What this task involves:
Reproduce word for word everything in the KCAI text below from "Faculty Spotlight" down to "Civil Rights Pioneer.".

Selection:
Sherry’s forward-thinking investment in the community has helped raise the status of the Kansas City art scene. She says that out-of-town collectors have been “blown away” by the quality and depth of the work that can be found in local galleries. The appeal of the Crossroads has encouraged many talented young artists to stay in Kansas City instead of moving to New York or Los Angeles after graduating from KCAI or art programs at the University of Kansas City - Missouri or University of Kansas.

Sherry received her M.F.A. in painting from the University of Kansas. It has been 34 years since she graduated from KCAI, and in that time, she has worked diligently to balance time at home, in the gallery and at her studio. She offers the following advice to recent graduates: “Do good work, get work exposed through juried shows and in galleries, develop speaking and writing communication skills, and know that it is a privilege to be able to devote all of one’s time to the studio. In fact, most artists have to have more than one job.”

Sherry serves as a sterling example of the KCAI graduates who remain in Kansas City. Her roles in the Crossroads as active community member and gallery director have positioned her as a leader in the local arts market.

Faculty Spotlight
Milton Katz
Dr. Milton S. Katz, KCAI professor of liberal arts, won the sixth annual William Rockhill Nelson Award in the non–fiction category. The awards honor literary excellence by Kansas and Missouri writers. Dr. Katz is being honored for the text, Breaking Through: John B. McLendon, Baseball Legend and Civil Rights Pioneer.

Dr. Katz teaches American studies; art, literature and film of the Holocaust; and peace and conflict resolution.

Supplied entries:
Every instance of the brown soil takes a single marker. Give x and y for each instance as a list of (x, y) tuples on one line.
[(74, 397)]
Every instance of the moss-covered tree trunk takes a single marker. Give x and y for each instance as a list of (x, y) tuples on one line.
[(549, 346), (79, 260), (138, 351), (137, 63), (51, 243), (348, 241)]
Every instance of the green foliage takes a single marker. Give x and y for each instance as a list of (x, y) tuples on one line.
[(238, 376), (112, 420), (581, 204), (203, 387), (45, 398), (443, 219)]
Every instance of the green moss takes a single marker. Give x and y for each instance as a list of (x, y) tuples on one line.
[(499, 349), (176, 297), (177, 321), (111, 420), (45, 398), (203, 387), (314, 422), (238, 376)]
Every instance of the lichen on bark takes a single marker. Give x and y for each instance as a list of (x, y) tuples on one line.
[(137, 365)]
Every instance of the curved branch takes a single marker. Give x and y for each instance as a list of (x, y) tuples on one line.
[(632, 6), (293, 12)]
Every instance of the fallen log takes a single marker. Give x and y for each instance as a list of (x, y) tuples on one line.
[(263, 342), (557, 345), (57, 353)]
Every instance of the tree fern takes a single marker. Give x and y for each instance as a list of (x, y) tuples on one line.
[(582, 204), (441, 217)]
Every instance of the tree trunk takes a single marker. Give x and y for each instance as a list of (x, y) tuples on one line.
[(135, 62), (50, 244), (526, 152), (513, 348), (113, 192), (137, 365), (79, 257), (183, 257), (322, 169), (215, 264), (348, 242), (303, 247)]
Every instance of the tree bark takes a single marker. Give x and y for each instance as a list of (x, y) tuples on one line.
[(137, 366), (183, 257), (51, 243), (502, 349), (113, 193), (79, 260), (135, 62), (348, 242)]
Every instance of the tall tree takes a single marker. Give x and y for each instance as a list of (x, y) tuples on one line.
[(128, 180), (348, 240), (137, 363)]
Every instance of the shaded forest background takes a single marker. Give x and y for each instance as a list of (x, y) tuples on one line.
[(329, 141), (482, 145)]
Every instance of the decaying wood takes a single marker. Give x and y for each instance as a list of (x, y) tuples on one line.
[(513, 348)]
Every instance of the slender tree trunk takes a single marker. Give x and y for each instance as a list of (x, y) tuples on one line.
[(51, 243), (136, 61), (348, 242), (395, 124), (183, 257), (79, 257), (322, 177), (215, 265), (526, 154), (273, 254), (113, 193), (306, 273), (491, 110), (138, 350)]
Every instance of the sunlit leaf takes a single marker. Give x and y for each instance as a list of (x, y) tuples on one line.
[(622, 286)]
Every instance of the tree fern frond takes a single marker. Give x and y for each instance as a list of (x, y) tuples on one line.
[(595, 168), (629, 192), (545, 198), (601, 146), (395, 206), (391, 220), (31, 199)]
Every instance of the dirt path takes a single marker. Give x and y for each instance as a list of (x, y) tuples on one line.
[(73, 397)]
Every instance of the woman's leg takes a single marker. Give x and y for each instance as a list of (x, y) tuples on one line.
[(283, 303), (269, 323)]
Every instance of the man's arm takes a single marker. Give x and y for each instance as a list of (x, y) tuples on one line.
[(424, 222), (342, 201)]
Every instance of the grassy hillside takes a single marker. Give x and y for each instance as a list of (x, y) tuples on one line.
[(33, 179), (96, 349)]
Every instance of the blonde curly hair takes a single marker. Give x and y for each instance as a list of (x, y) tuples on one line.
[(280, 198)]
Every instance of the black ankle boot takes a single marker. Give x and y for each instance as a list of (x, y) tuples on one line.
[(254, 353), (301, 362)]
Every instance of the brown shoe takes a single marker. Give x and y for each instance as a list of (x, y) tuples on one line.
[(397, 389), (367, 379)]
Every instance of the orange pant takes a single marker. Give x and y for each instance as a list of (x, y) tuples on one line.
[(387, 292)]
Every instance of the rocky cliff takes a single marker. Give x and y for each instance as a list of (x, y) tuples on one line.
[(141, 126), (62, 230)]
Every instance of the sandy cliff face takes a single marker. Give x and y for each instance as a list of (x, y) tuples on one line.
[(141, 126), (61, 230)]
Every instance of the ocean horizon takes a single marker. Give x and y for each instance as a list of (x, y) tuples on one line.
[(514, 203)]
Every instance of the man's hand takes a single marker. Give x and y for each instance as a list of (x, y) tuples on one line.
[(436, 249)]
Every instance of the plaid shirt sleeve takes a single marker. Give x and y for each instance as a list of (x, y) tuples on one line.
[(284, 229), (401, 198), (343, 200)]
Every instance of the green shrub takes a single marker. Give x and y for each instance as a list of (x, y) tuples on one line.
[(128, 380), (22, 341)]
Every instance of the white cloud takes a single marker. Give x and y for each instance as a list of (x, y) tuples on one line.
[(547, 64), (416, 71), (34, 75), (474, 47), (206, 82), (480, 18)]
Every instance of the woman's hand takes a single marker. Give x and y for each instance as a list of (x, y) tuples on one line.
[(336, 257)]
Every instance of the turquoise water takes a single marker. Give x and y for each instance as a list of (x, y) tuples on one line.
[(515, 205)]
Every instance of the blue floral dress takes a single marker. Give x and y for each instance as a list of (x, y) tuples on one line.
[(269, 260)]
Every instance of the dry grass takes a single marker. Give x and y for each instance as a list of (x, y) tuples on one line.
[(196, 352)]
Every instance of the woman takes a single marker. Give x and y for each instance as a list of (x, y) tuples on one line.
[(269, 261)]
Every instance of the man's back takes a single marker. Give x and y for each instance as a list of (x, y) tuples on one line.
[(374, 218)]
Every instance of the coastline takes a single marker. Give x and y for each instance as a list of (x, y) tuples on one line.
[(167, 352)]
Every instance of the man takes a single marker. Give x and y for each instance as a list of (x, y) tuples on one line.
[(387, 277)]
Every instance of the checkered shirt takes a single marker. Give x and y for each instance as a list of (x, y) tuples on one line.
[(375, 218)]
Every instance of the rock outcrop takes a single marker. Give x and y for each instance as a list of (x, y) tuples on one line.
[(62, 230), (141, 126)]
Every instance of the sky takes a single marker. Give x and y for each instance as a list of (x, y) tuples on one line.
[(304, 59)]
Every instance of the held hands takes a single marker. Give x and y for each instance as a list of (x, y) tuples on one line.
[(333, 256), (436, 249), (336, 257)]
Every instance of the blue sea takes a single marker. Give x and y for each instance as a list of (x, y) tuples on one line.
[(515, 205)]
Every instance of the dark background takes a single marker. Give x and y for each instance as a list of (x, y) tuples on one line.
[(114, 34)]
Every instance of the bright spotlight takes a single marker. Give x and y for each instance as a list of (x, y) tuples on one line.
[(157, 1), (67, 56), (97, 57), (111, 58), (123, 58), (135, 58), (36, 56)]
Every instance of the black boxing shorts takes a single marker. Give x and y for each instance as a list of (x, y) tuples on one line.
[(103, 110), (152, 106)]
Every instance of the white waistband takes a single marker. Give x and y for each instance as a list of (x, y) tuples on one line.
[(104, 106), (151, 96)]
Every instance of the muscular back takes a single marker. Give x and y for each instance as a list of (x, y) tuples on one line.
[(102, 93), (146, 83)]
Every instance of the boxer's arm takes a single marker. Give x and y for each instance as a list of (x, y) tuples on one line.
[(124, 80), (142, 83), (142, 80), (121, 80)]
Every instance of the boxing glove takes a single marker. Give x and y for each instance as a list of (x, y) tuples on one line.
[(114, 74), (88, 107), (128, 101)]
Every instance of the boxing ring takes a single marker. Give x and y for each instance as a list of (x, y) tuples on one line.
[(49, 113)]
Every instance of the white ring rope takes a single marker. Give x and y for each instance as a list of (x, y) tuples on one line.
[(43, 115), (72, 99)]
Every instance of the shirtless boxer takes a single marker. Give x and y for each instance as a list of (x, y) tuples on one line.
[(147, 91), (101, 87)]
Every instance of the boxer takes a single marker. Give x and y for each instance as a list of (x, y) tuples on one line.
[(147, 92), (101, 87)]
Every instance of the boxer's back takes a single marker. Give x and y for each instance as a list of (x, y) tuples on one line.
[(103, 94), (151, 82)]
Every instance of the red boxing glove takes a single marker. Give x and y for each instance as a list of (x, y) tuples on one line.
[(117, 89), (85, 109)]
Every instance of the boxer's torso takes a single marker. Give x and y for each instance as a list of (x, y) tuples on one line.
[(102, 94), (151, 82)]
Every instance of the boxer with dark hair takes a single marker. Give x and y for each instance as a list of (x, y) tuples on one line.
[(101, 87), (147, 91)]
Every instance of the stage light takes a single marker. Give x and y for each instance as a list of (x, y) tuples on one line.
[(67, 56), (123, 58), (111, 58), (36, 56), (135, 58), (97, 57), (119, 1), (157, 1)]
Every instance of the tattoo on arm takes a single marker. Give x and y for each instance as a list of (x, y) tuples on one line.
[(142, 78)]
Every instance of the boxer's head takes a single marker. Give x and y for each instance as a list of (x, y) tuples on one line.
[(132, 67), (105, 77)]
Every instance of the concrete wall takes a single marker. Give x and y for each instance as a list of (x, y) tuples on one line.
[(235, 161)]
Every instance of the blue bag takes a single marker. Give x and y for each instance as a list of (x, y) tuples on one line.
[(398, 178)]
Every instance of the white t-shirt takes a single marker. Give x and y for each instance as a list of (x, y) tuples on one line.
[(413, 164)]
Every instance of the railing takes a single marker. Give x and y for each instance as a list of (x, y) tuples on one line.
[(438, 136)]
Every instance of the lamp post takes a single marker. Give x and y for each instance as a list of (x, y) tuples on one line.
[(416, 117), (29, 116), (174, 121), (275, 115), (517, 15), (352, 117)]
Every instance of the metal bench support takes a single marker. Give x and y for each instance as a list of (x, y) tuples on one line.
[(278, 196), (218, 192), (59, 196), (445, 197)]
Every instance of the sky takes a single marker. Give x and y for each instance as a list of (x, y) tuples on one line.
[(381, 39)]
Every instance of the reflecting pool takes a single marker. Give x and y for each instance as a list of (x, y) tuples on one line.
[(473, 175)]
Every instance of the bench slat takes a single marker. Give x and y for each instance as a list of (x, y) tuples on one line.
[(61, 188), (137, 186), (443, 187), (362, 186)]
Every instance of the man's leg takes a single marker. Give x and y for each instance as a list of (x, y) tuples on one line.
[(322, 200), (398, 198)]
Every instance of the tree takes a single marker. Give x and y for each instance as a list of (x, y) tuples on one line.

Completed task:
Faculty Spotlight
Milton Katz
Dr. Milton S. Katz, KCAI professor of liberal arts, won the sixth annual William Rockhill Nelson Award in the non–fiction category. The awards honor literary excellence by Kansas and Missouri writers. Dr. Katz is being honored for the text, Breaking Through: John B. McLendon, Baseball Legend and Civil Rights Pioneer.